[Dataset excerpt]
-*-*-

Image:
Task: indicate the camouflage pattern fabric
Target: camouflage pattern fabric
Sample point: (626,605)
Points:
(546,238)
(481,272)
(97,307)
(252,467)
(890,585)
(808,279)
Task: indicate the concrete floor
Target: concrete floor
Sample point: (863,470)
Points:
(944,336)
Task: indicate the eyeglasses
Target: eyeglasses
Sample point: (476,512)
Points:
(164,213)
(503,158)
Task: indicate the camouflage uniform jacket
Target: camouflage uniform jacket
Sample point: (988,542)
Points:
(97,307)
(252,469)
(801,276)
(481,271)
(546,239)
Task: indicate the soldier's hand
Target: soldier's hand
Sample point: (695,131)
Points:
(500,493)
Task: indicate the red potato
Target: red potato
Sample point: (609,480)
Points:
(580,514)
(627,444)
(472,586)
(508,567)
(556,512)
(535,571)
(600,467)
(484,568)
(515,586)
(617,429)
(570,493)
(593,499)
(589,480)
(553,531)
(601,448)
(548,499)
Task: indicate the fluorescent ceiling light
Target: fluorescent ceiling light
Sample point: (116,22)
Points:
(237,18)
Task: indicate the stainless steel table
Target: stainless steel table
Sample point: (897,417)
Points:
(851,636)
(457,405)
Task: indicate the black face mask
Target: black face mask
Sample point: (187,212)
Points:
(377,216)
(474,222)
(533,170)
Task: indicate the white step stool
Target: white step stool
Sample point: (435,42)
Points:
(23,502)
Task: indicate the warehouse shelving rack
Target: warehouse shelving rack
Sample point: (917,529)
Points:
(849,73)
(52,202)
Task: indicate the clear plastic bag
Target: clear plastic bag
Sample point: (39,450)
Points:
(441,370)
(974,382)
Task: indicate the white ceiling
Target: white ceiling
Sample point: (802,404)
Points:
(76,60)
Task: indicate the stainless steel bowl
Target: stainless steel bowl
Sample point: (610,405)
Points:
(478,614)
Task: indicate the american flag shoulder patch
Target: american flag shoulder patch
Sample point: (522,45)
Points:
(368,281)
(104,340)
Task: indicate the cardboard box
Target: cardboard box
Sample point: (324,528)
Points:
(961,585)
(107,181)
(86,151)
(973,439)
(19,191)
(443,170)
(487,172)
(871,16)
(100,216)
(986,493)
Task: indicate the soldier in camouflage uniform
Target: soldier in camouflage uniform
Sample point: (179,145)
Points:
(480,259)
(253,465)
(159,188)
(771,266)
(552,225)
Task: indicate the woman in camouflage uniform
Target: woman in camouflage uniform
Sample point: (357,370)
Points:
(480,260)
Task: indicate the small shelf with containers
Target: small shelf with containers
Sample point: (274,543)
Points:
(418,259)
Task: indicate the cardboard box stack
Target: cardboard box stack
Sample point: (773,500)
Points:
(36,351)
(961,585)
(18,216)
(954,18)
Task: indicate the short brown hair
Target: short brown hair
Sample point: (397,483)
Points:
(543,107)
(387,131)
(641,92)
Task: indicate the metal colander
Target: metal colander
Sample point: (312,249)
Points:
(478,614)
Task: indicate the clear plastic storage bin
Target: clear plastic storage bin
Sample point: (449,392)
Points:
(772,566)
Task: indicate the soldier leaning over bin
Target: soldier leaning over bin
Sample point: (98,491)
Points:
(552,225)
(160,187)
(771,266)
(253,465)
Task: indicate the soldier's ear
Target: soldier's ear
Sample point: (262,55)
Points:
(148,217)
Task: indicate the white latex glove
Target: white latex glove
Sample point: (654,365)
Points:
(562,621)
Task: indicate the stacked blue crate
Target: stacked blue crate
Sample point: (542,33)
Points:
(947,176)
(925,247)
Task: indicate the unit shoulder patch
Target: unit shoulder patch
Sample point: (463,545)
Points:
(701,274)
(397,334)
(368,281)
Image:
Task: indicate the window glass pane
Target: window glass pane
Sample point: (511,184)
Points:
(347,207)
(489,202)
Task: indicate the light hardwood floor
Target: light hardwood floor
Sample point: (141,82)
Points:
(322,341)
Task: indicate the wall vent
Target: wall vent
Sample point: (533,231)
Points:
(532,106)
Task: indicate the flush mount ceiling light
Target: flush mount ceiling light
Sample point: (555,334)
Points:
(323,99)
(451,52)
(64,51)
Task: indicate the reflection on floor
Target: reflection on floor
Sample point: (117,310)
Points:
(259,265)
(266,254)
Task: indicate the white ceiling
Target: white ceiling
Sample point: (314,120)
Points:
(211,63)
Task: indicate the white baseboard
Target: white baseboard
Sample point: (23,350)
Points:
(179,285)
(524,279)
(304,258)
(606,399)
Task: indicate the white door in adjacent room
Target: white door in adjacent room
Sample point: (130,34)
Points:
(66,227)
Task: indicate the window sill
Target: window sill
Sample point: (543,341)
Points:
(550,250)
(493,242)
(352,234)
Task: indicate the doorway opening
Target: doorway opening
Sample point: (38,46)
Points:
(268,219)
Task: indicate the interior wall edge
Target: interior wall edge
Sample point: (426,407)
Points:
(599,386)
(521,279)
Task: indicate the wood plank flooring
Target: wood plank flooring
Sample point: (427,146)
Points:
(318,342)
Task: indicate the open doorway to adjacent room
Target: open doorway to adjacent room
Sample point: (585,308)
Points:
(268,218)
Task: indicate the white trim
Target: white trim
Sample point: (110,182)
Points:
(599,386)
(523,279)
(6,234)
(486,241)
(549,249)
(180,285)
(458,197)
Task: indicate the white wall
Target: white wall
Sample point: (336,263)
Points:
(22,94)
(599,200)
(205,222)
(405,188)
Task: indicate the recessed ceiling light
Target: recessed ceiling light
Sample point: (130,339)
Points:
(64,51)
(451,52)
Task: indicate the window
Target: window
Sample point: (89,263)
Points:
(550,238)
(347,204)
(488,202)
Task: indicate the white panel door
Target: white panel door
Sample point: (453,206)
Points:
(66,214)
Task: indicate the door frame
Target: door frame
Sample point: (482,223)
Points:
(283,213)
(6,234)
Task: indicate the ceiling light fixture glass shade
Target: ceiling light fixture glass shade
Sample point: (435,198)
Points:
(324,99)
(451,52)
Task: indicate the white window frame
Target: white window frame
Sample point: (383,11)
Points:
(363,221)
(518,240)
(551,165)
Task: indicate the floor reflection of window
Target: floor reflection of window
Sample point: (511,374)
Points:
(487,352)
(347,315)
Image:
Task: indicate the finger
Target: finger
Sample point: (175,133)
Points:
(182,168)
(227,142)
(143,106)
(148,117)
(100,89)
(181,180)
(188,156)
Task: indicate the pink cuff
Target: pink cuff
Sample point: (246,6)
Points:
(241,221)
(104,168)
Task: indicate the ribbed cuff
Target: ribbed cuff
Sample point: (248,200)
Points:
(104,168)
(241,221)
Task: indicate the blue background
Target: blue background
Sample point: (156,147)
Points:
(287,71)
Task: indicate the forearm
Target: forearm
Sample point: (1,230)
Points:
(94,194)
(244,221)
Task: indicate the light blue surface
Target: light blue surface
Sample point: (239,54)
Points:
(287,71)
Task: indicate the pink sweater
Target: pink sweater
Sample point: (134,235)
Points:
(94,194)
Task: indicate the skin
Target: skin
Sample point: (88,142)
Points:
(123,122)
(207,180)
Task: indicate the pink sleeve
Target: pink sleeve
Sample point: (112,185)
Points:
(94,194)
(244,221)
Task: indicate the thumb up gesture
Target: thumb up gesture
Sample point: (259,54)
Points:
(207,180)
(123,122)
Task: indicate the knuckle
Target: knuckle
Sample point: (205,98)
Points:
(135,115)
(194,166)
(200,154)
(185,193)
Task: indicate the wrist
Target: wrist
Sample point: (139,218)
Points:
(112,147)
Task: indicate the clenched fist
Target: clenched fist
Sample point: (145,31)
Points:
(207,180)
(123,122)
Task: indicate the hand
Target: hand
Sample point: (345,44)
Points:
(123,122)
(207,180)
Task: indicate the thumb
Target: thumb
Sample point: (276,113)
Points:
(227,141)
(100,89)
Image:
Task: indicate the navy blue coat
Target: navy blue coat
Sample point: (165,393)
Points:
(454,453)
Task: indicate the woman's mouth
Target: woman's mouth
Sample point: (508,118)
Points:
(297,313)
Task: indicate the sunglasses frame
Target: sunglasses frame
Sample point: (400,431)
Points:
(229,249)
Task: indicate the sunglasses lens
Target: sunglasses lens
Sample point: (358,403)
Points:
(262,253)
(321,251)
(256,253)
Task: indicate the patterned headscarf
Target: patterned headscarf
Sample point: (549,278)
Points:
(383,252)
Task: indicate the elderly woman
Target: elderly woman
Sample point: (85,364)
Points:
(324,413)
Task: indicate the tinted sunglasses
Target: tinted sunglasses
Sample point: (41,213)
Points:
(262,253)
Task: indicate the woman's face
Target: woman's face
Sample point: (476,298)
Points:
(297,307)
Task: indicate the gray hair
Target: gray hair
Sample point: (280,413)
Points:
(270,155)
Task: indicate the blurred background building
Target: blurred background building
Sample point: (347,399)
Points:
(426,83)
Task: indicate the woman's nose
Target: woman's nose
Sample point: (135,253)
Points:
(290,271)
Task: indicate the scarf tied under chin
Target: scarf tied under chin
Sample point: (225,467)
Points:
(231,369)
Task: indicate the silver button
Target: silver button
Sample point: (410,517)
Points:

-*-*-

Copy the lines of the listing above, starting with the line that contains "Task: indicate the tinted sunglasses" and continuing through the end of the listing, including both ends.

The response.
Task: indicate the tinted sunglasses
Target: tinted sunglasses
Sample point: (41,213)
Points:
(262,253)
Task: indicate the woman's face
Target: woman's face
Sample point: (476,298)
Points:
(297,307)
Task: indicate the gray hair
Target: gray hair
Sample point: (280,413)
Points:
(270,155)
Task: indicate the blurred background building
Target: blurred background building
Sample point: (347,399)
Points:
(426,83)
Task: indicate the woman's nose
Target: woman's nose
Sample point: (135,253)
Points:
(290,271)
Task: indicate the scarf tied under chin
Target: scarf tied under chin
Sample point: (225,467)
Points:
(231,369)
Task: indicate the silver button
Target: silver button
Sample point: (410,517)
Points:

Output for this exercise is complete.